---------- VORLIEGENDER TEXT ----------

Für die meisten Menschen hat der Umgang mit Smartphone, PC und Laptop einen großen Reiz. Auch ältere Menschen nehmen gerne die Anstrengung auf sich, das Neue zu lernen und die Unsicherheiten zu besiegen. Neben der Nutzung eines stationären PCs ist die Nutzung von Laptop und Smartphone besonders interessant, da diese Geräte mobil sind. Im Garten beim Grillen die Familie per Video anzurufen, gemütlich im Sessel die Wetter-App zu studieren und im Kalender alle persönlichen Termine jederzeit parat zu haben: Die Möglichkeiten sind schier grenzenlos.
Doch es gilt viele Hürden zu überwinden: das richtige Gerät, der richtige Internetprovider und die passende Lösungsstrategie bei auftretenden Fragen und Problemen. Ältere Menschen haben dabei viele Vorteile. Sie können auf einen großen Erfahrungsschatz beim Lernen zurückgreifen, sind meist gut vernetzt oder haben Kinder und Enkel*innen, die ihnen helfen. Auch Nachbar*innen unterstützen oft, wenn etwas nicht funktioniert.
Wie sich Ältere zu Digitalthemen verhalten, war bisher noch wenig erforscht. Das ändert sich jetzt durch die neue SIM-Studie des Medienpädagogischen Forschungsverbunds Südwest. SIM steht für Senior*innen, Information, Medien und ist eine „Schwester“ der bekannten Jugendmedienstudie JIM. Es wurden deutschlandweit über 3.000 Personen ab 60 Jahre zu ihrem Medienumgang befragt. Die SIM-Studie gibt neue, interessante Einblicke in die digitale Welt von Menschen 60 plus und bestätigt, dass die generelle Beschäftigung mit dem Internet mit zunehmendem Alter abnimmt. Zugleich zeigt sich ab dem 75. Lebensjahr eine sehr deutliche Zunahme an Offliner*innen, die ab dem 85. Lebensjahr noch einmal besonders stark ausfällt. Der Ist-Zustand: Ab 60 Jahre sind 81 Prozent online, zwischen 80 und 84 Jahren sind 60 Prozent online, mit 85 Jahren und älter sind es noch 35 Prozent. Dabei haben Bildungshintergrund und Einkommen einen wesentlichen Einfluss auf die Nutzung des Internets. Frauen ab 60 Jahren sind mit 23 Prozent zudem deutlich häufiger Offlinerinnen als Männer mit 14 Prozent.

----------

▶ **ZU LÖSENDE AUFGABEN**
**1.** Wie viele Personen ab 60 Jahren wurden laut dem Text über Ältere und digitale Medien deutschlandweit für die SIM-Studie befragt?
**2.** Schreib aus dem Text über Ältere und digitale Medien den Teil ab, der mit den Worten „Für die meisten“ anfängt und mit „sind schier grenzenlos.“ aufhört.

---------- AUFGELISTETE EINTRÄGE ----------

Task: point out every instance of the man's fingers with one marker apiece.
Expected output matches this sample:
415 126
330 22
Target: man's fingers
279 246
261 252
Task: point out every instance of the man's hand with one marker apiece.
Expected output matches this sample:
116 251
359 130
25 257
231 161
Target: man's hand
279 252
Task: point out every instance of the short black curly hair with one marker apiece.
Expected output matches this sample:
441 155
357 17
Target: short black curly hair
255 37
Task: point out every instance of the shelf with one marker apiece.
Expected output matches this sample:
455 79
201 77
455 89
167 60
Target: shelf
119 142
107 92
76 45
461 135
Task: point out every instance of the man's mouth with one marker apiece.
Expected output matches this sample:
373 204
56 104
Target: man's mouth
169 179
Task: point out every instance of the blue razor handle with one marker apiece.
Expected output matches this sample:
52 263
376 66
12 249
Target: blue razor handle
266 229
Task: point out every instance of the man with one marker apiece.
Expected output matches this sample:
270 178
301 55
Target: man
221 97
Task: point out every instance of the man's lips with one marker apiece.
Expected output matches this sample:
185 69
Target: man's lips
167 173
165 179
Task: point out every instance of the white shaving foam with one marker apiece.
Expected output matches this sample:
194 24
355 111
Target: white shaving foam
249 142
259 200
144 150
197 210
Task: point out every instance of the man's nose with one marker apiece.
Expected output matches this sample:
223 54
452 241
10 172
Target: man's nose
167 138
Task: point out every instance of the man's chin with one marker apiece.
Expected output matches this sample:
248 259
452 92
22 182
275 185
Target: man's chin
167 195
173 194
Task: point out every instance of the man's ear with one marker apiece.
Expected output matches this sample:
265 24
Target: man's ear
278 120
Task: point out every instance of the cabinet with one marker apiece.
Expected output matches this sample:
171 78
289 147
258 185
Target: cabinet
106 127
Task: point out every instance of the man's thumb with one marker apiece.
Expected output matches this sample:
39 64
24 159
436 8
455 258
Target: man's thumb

----------

▶ **LÖSUNGEN NACHEINANDER**
**1.** Über 3.000 Personen.

**2.**
Für die meisten Menschen hat der Umgang mit Smartphone, PC und Laptop einen großen Reiz. Auch ältere Menschen nehmen gerne die Anstrengung auf sich, das Neue zu lernen und die Unsicherheiten zu besiegen. Neben der Nutzung eines stationären PCs ist die Nutzung von Laptop und Smartphone besonders interessant, da diese Geräte mobil sind. Im Garten beim Grillen die Familie per Video anzurufen, gemütlich im Sessel die Wetter-App zu studieren und im Kalender alle persönlichen Termine jederzeit parat zu haben: Die Möglichkeiten sind schier grenzenlos.